» Exercise description
Reproduce the text of each entry below word for word, omitting the pictures.

» Records for this task
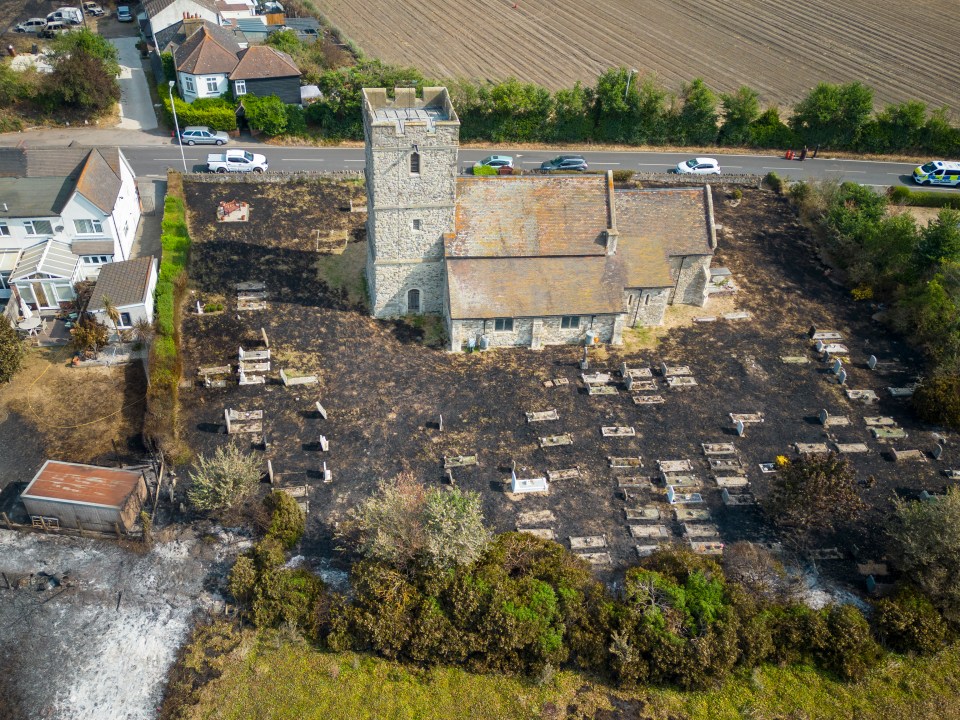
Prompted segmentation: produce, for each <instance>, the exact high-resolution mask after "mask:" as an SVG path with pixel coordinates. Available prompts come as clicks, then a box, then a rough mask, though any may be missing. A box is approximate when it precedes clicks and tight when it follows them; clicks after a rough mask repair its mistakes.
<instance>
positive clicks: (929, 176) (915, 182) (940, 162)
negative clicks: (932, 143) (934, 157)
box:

» Answer for this exercise
Prompted segmentation: produce, for each <instance>, the exact high-resolution mask after "mask:" as an SVG path with pixel coordinates. Available prompts come as clicks, then a box, then a rough mask, though any may be missing. A box is approximate when it precedes clicks and tight when it follows them; clicks after a rough mask repair its mistakes.
<instance>
positive clicks: (929, 176) (915, 182) (940, 162)
negative clicks: (932, 143) (934, 157)
box:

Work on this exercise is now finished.